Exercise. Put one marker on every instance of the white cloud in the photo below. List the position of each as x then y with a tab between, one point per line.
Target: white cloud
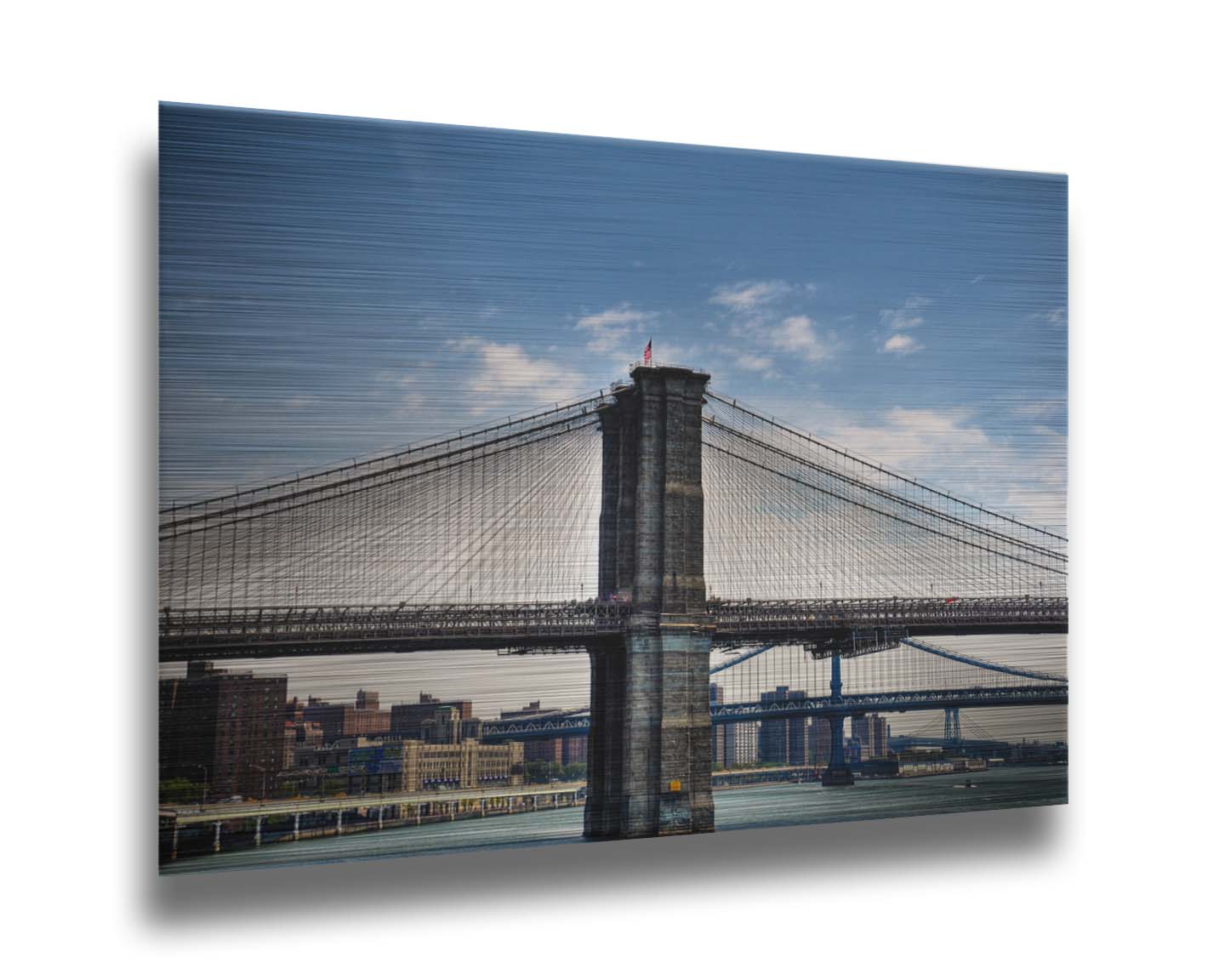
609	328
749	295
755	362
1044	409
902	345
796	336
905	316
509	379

##############################

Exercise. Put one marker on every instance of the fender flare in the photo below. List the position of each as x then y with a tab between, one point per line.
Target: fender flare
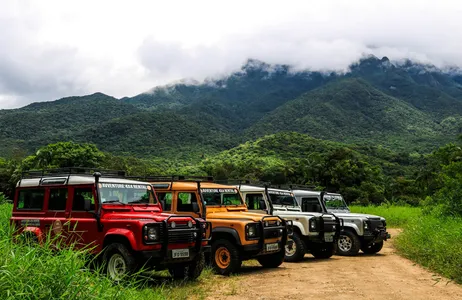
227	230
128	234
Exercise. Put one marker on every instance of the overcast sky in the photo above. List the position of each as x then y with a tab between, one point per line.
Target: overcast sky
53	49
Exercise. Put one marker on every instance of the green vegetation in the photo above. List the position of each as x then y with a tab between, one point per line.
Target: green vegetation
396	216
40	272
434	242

##############################

* **Exercise instructions**
Extract every line of the entries above that contains the word "each", treating uppercase and lowercase as distinct.

* **Answer for this exercise**
Exercise. Put one marker on every instance of the white cloud in the photo below. List the position of each as x then y with a tab between, one point per line.
Exercise. Put one marker on every instance of the fender flare in the photo below. List the position of each as x then y with a tab between, one point per line.
Exercise. Put one marker on every instance of the overcast sky in the photo above. List the position of each as x then y with a tab between, one point per line.
Exercise. Put one marker on every instance of the green vegetation in the photo above. List the position of each as x then y with a tab between, one point per line.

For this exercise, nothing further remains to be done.